◆ Work task ◆
If a line in the records below contains the word "every", copy it.

═════ Record set ═════

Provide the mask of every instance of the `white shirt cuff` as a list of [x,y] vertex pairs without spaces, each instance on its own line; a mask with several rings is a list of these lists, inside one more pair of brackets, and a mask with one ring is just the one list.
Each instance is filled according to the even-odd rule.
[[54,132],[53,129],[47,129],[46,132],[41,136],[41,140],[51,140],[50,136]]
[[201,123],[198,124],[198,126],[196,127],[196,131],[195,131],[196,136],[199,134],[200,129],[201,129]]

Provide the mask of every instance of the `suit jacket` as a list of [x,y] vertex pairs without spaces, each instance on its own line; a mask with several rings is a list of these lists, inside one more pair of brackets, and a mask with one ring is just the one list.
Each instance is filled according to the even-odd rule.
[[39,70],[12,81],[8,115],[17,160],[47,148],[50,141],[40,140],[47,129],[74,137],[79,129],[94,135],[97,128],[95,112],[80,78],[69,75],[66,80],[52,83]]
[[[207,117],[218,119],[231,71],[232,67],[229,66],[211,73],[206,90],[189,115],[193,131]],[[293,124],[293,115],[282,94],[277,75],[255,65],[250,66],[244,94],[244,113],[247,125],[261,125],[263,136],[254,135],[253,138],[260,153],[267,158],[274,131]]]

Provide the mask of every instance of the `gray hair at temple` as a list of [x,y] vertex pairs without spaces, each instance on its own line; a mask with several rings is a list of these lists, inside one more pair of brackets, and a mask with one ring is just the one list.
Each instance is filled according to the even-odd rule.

═════

◆ Response ◆
Provide the mask of every instance of the `white shirt cuff` as a list of [x,y] vertex pairs without spaces, each instance on its own line; a mask with several rings is a list of these lists, inside one more pair of brackets, and a mask with one ring is just the one list.
Provide the mask of every instance of the `suit jacket` as a list of [x,y] vertex pairs without spaces, each instance on its own line; a mask with several rings is a list of these lists, inside one more pair of brackets, and a mask with one ring is just the one list.
Provide the mask of every instance of the `gray hair at temple` as a list of [x,y] vertex pairs without spaces, each instance on its own line; a mask with several rings is a list of these lists, inside one more pair of brackets, and a mask with one ring is just the one list.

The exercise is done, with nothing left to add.